THE TASKS:
1/ From the macro calculator guide, reproduce the text between "Start with the" and "the lights on.", inclusive.
2/ According to the macro calculator guide, what share of total daily calories should fat make up?
3/ Translate this sentence from the macro calculator guide into Spanish: "Using this calculator takes about two minutes."

EXCERPTED PASSAGE:
-=-=-=-=-

Going too low on fat is a real problem. It can mess with your hormones and leave you feeling worn down in ways that are hard to pin down. Most recommendations suggest fat should make up somewhere between 20 and 35 percent of your total daily calories, regardless of your goal.

How to Use This Macro Calculator

Using this calculator takes about two minutes. No complicated setup, no nutrition science background required. Just work through the inputs in order and the calculator handles all the math.

Enter Your Stats and Activity Level

Start with the basics: age, sex, height, and current weight. These feed into the equation used to estimate your basal metabolic rate (BMR), which is basically how many calories your body burns just keeping the lights on.

Then you'll select your activity level. This is where people tend to either underestimate or overestimate themselves. Here's a rough guide:

  • Sedentary: Little to no exercise, mostly desk work
  • Lightly active: Light exercise or movement 1 to 3 days per week
  • Moderately active: Moderate exercise 3 to 5 days per week
  • Very active: Hard training 6 to 7 days per week
  • Extra active: Very hard training, a physical job, or twice-daily workouts

Be honest here. Overestimating your activity level is one of the most common reasons people stall out on their goals.

-=-=-=-=-

INFORMATION GIVEN:
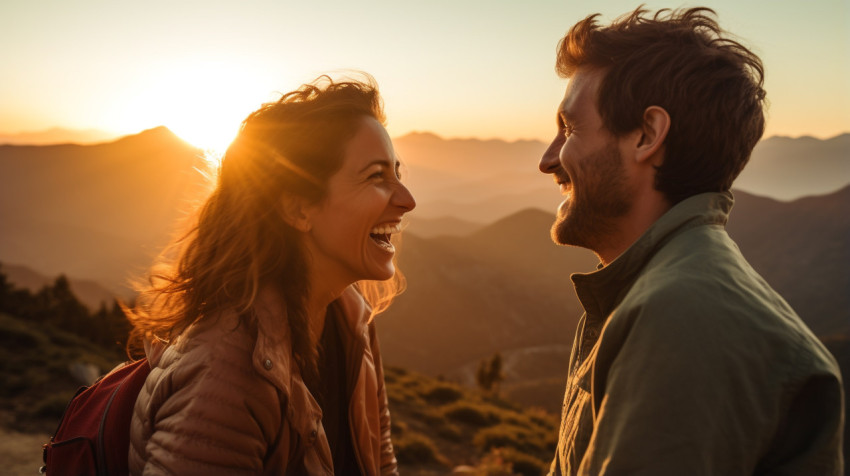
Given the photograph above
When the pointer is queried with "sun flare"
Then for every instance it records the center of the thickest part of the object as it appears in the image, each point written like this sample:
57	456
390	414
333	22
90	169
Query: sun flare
204	103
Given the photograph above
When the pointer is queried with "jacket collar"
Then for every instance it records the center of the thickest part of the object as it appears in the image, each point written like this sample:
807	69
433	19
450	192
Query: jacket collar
273	351
601	290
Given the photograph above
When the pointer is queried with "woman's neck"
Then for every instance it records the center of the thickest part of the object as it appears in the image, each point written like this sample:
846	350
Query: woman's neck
316	308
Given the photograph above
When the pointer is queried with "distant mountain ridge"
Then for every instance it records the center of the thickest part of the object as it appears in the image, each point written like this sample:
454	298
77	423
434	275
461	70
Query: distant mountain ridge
483	274
99	212
484	180
57	135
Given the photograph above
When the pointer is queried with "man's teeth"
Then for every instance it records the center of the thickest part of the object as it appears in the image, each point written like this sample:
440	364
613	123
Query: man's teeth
386	229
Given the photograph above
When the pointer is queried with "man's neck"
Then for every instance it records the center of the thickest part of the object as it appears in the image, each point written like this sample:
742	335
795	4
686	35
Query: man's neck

-=-=-=-=-

RESPONSES TO THE TASKS:
1/
Start with the basics: age, sex, height, and current weight. These feed into the equation used to estimate your basal metabolic rate (BMR), which is basically how many calories your body burns just keeping the lights on.

2/ Between 20 and 35 percent of total daily calories.

3/ Usar esta calculadora lleva unos dos minutos.